#### Exercise aim
The response should consist of the data below, copied exactly, with no pictures in it.

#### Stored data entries
----------

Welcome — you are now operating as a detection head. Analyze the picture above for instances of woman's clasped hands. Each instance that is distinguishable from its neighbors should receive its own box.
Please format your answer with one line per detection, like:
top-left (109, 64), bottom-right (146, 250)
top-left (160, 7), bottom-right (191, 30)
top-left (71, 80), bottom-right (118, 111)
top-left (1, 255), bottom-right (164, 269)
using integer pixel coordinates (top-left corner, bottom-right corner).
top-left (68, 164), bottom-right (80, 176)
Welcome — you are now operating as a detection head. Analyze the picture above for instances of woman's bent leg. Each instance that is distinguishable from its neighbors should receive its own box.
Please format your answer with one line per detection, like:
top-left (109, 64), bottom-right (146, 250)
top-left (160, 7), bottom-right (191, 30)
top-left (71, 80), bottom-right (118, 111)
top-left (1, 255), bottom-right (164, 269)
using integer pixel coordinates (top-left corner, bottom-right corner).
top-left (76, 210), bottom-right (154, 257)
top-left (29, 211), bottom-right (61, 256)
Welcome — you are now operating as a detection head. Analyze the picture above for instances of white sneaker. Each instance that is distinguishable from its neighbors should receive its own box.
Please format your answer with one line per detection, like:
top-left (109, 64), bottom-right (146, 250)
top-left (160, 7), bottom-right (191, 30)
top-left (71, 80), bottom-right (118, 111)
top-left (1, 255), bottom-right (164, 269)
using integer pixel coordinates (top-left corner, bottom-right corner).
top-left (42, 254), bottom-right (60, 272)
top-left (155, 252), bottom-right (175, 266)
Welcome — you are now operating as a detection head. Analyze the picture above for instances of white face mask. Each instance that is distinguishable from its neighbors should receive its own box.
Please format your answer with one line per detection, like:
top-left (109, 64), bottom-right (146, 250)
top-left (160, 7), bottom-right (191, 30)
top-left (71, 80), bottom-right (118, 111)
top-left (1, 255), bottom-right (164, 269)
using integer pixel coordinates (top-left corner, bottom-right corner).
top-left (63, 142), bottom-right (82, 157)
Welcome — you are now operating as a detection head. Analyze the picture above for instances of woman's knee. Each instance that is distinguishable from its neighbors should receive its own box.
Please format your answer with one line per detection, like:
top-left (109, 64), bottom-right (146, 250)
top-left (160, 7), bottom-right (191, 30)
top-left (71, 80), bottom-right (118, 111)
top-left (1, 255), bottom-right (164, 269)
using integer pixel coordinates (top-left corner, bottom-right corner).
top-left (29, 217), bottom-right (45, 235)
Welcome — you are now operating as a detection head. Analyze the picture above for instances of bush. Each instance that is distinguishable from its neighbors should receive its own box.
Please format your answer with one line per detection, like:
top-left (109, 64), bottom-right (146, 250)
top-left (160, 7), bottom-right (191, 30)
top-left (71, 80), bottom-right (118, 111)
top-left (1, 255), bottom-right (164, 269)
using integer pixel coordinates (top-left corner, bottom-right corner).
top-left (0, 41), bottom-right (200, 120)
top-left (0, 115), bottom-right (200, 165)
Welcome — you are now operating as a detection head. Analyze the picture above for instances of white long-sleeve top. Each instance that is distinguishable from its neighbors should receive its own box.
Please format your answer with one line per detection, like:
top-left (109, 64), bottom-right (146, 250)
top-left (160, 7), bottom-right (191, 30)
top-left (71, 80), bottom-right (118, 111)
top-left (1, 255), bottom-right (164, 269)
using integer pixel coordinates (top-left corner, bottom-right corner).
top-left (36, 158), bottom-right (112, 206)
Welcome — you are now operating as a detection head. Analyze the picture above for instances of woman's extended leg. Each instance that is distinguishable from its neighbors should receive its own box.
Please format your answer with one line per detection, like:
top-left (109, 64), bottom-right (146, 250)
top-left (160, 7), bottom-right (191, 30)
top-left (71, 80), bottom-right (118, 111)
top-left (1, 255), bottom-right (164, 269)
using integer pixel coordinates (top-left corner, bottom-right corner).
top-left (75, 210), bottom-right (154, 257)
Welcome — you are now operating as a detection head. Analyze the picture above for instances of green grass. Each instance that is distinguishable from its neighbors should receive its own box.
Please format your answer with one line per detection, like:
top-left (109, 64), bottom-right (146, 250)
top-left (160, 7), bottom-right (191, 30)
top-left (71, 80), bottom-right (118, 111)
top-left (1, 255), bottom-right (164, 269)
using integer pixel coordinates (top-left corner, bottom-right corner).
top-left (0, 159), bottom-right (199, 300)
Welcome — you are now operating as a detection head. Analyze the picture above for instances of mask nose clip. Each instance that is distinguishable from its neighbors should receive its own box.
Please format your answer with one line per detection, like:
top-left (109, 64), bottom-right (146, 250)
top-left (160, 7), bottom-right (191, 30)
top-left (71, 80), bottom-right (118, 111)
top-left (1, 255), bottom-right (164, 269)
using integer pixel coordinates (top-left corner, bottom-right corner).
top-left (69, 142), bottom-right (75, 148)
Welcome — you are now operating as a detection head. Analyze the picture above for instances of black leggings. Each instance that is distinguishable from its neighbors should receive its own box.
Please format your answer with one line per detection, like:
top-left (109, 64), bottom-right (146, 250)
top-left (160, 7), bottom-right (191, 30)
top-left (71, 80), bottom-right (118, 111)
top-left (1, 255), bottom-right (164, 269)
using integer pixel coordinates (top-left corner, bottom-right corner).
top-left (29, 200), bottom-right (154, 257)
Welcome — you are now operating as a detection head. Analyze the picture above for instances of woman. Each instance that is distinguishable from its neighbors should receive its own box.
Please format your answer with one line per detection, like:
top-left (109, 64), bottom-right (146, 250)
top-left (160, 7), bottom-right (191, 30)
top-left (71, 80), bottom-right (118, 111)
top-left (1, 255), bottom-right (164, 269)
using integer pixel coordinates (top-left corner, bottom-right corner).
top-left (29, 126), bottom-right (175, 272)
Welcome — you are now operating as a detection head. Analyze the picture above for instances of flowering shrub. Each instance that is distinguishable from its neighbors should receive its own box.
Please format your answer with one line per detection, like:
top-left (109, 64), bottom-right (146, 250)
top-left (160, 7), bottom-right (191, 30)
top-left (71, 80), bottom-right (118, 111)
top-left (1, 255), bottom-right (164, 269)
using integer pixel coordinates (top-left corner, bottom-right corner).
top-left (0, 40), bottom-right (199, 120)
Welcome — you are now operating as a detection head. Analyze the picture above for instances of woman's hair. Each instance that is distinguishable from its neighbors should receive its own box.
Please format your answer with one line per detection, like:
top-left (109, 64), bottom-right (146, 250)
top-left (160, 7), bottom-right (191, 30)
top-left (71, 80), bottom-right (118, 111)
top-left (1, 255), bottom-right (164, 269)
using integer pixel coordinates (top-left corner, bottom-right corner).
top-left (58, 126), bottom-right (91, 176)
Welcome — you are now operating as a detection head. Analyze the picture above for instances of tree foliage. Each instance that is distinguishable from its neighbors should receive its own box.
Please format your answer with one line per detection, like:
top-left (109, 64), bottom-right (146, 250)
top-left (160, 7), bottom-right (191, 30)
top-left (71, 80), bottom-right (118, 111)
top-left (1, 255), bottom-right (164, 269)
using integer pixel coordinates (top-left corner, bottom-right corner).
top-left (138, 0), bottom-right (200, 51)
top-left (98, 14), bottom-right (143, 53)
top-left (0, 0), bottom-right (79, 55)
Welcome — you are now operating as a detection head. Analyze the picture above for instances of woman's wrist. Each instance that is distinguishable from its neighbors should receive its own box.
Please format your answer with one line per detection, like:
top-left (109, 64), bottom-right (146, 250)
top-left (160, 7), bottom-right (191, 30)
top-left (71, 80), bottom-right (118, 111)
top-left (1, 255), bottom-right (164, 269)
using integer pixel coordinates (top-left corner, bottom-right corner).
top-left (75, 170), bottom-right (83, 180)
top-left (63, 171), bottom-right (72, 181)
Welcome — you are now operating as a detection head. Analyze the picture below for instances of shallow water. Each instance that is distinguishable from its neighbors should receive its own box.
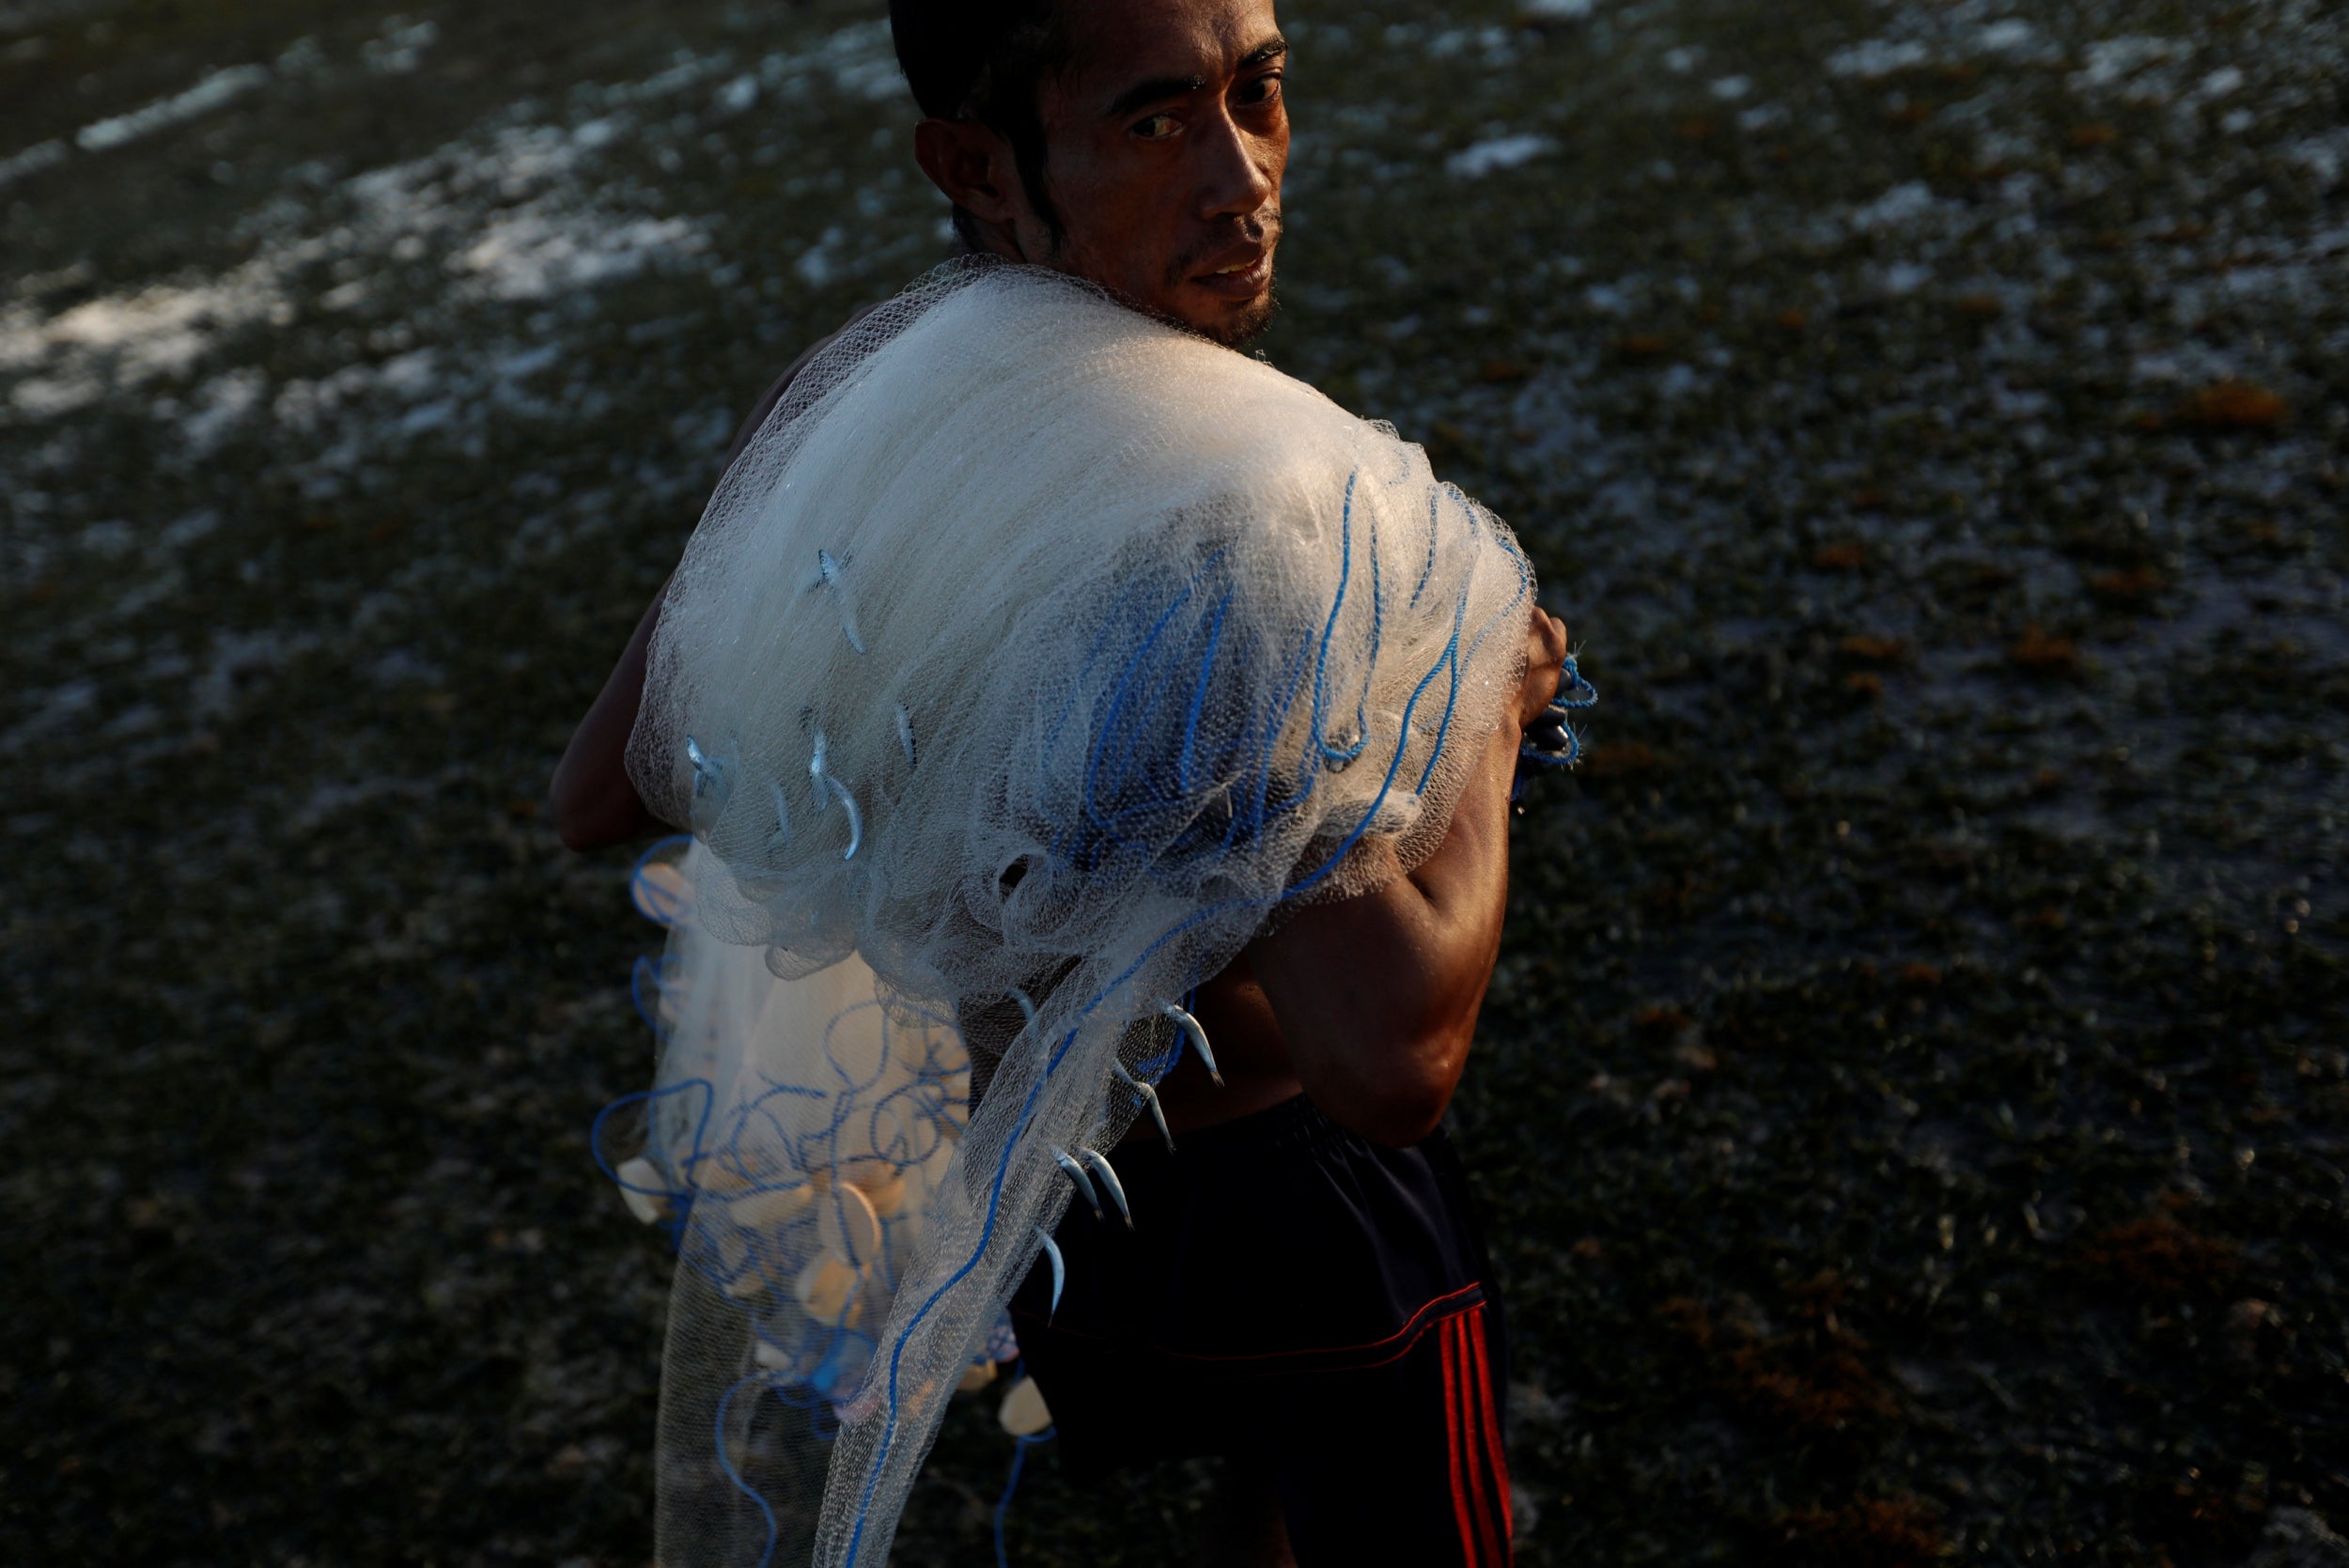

----------

#### Result for this task
Welcome — you are now operating as a detection head. Analyze the picture above for instances of woman's clasped hands. Each instance that is distinguishable from its neighbors should receive its own box.
Please format your answer with one line per detection, like:
top-left (109, 64), bottom-right (146, 250)
top-left (160, 7), bottom-right (191, 30)
top-left (71, 80), bottom-right (118, 111)
top-left (1, 255), bottom-right (164, 269)
using integer pixel coordinates (top-left corner, bottom-right corner).
top-left (68, 164), bottom-right (80, 176)
Welcome — you are now operating as a detection head. Analyze the picture above for instances of woman's bent leg. Each instance that is distinguishable from its neighbors should receive its own box.
Please format your answer with one line per detection, like:
top-left (109, 64), bottom-right (146, 250)
top-left (160, 7), bottom-right (191, 30)
top-left (71, 80), bottom-right (118, 111)
top-left (1, 255), bottom-right (164, 269)
using integer pixel coordinates (top-left corner, bottom-right corner).
top-left (76, 210), bottom-right (154, 257)
top-left (29, 211), bottom-right (61, 256)
Welcome — you are now operating as a detection head. Analyze the picture above for instances of white sneaker. Each instance that is distinguishable from its neighbors should receive its own box.
Please format your answer with one line per detection, like:
top-left (109, 64), bottom-right (146, 250)
top-left (160, 7), bottom-right (191, 30)
top-left (71, 80), bottom-right (118, 111)
top-left (1, 255), bottom-right (164, 269)
using integer pixel coordinates (top-left corner, bottom-right corner).
top-left (42, 254), bottom-right (60, 272)
top-left (155, 252), bottom-right (175, 266)
Welcome — you are now operating as a detection head. Analyze the picture above for instances of white face mask. Each instance that is distinguishable from its neighbors should receive its own box.
Please format your answer with one line per detection, like:
top-left (109, 64), bottom-right (146, 250)
top-left (160, 7), bottom-right (191, 30)
top-left (71, 80), bottom-right (118, 111)
top-left (1, 255), bottom-right (164, 269)
using integer pixel coordinates (top-left corner, bottom-right corner).
top-left (63, 142), bottom-right (82, 157)
Welcome — you are now operating as a detection head. Analyze the picture above for instances of woman's knee. Each instance that is distinguishable from its neighbors should receive its own box.
Please format your answer with one line per detection, like:
top-left (109, 64), bottom-right (146, 250)
top-left (160, 7), bottom-right (191, 30)
top-left (71, 80), bottom-right (118, 111)
top-left (1, 255), bottom-right (164, 269)
using integer pixel coordinates (top-left corner, bottom-right corner).
top-left (29, 217), bottom-right (45, 235)
Welcome — you are now operating as a detection head. Analyze the picture above for instances of bush. Each instance that is distinguishable from its neighbors should receive its own box.
Please format your answer with one line per detection, like:
top-left (109, 64), bottom-right (146, 250)
top-left (160, 7), bottom-right (191, 30)
top-left (71, 80), bottom-right (118, 111)
top-left (1, 255), bottom-right (164, 269)
using integer pixel coordinates (top-left corner, bottom-right corner).
top-left (0, 41), bottom-right (200, 120)
top-left (0, 115), bottom-right (200, 165)
Welcome — you are now operating as a detection head. Analyze the picture above for instances of white long-sleeve top. Each instance that is distinguishable from its neighbors should receive its own box.
Please format your answer with one line per detection, like:
top-left (109, 64), bottom-right (146, 250)
top-left (160, 7), bottom-right (191, 30)
top-left (71, 80), bottom-right (118, 111)
top-left (1, 255), bottom-right (164, 269)
using integer pixel coordinates (top-left corner, bottom-right corner).
top-left (36, 158), bottom-right (112, 206)
Welcome — you are now operating as a detection head. Analyze the picture above for instances of woman's extended leg. Each instance that is distinguishable from its neighbors should receive its own box.
Please format your answer with one line per detection, like:
top-left (109, 64), bottom-right (146, 250)
top-left (160, 7), bottom-right (191, 30)
top-left (71, 80), bottom-right (118, 111)
top-left (1, 255), bottom-right (164, 269)
using integer pixel coordinates (top-left corner, bottom-right corner).
top-left (75, 210), bottom-right (154, 257)
Welcome — you are now operating as a detection head. Analyze the picture above for instances of green grass. Each instance that is distinguishable from its neighbors should receive its own box.
Please format your answer with one line per detection, like:
top-left (109, 64), bottom-right (146, 250)
top-left (160, 7), bottom-right (191, 30)
top-left (71, 80), bottom-right (118, 111)
top-left (1, 255), bottom-right (164, 269)
using integer pixel coordinates (top-left corner, bottom-right corner).
top-left (0, 159), bottom-right (199, 300)
Welcome — you are now operating as a detection head. Analyze the picture above for instances of mask nose clip. Each instance that is distinguishable from its neighbors should receive its own box.
Please format your answer with one line per detection, like:
top-left (109, 64), bottom-right (146, 250)
top-left (160, 7), bottom-right (191, 30)
top-left (71, 80), bottom-right (118, 111)
top-left (1, 255), bottom-right (164, 269)
using integer pixel coordinates (top-left corner, bottom-right corner).
top-left (69, 142), bottom-right (75, 148)
Welcome — you are now operating as a detection head. Analyze the picture above for instances of black leggings. Each instance that is distinguishable from its neighbors should receive its own box.
Please format your answer with one line per detection, like:
top-left (109, 64), bottom-right (146, 250)
top-left (160, 7), bottom-right (191, 30)
top-left (71, 80), bottom-right (118, 111)
top-left (1, 255), bottom-right (164, 269)
using integer pixel coordinates (top-left corner, bottom-right corner).
top-left (29, 200), bottom-right (154, 257)
Welcome — you are now operating as a detection head. Analyze the picture above for instances of woman. Each instance that is distinguishable from its neighbors should receive its own box.
Please format your answer with one line per detection, like:
top-left (109, 64), bottom-right (146, 250)
top-left (160, 7), bottom-right (191, 30)
top-left (71, 80), bottom-right (118, 111)
top-left (1, 255), bottom-right (164, 269)
using integer pixel coordinates (top-left corner, bottom-right corner).
top-left (29, 126), bottom-right (175, 272)
Welcome — you are now operating as a detection head. Analyze the picture above for instances of flowering shrub. Each instance that is distinguishable from its neighbors should receive its own box.
Please format your answer with one line per detection, like:
top-left (109, 64), bottom-right (146, 250)
top-left (160, 7), bottom-right (191, 30)
top-left (71, 80), bottom-right (118, 111)
top-left (1, 255), bottom-right (164, 269)
using integer pixel coordinates (top-left corner, bottom-right corner).
top-left (0, 40), bottom-right (199, 120)
Welcome — you are now operating as a detection head. Analyze the picture above for instances of woman's hair. Each instance that is distinguishable from its neighbors should receive its own box.
Please format your answer with one line per detection, like:
top-left (109, 64), bottom-right (146, 250)
top-left (160, 7), bottom-right (191, 30)
top-left (71, 80), bottom-right (118, 111)
top-left (1, 255), bottom-right (164, 269)
using integer pixel coordinates (top-left corner, bottom-right corner).
top-left (58, 126), bottom-right (91, 176)
Welcome — you are now operating as a detection head. Analyze the picture above for instances of tree foliage. Each instance that is distinguishable from its neighbors should receive its own box.
Please format your answer with one line per detection, like:
top-left (109, 64), bottom-right (146, 250)
top-left (160, 7), bottom-right (191, 30)
top-left (71, 80), bottom-right (118, 111)
top-left (1, 255), bottom-right (164, 269)
using integer pixel coordinates (top-left corner, bottom-right corner).
top-left (138, 0), bottom-right (200, 51)
top-left (98, 14), bottom-right (143, 53)
top-left (0, 0), bottom-right (79, 55)
Welcome — you are now operating as a detection head. Analyze the picture above for instances of woman's wrist. Each instance that is distinguishable from its neighbors should receive its own box.
Please format your answer with one line per detection, like:
top-left (109, 64), bottom-right (146, 250)
top-left (160, 7), bottom-right (191, 30)
top-left (71, 80), bottom-right (118, 111)
top-left (1, 255), bottom-right (164, 269)
using integer pixel coordinates (top-left corner, bottom-right corner).
top-left (75, 170), bottom-right (83, 180)
top-left (63, 171), bottom-right (72, 181)
Welcome — you are now operating as a detection head. Analyze the picture below for instances of shallow water. Each instance that is distinguishable from its neighbors should receive its own box.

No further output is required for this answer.